Reproduce word for word the lines of the material below, from the line containing "Check the image above for the presence of any riverbank." through the line containing "0 136 240 244", including both of those lines and nothing else.
_ _ _ _ _ _ _
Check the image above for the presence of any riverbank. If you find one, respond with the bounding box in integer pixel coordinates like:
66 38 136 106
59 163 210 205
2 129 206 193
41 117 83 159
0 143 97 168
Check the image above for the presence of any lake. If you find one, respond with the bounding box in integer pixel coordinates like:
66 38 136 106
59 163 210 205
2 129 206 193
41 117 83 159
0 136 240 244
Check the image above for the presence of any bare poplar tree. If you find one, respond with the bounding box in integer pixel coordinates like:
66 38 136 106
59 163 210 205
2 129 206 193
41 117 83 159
_ _ _ _ _ _ _
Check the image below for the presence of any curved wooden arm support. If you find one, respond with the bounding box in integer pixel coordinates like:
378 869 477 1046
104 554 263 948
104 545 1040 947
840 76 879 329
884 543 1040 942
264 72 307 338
_ _ _ _ _ _ _
● Written solution:
Check the image above for the presence of any riverbank. If you find one, respond with the bounding box in integer pixel coordinates like:
66 38 136 106
59 163 210 205
2 129 206 193
41 117 83 159
0 143 97 168
Check the image above for the presence of any lake. If you find one, respond with the bounding box in integer pixel coordinates like:
66 38 136 106
59 163 210 205
2 129 206 193
41 117 83 159
0 136 240 244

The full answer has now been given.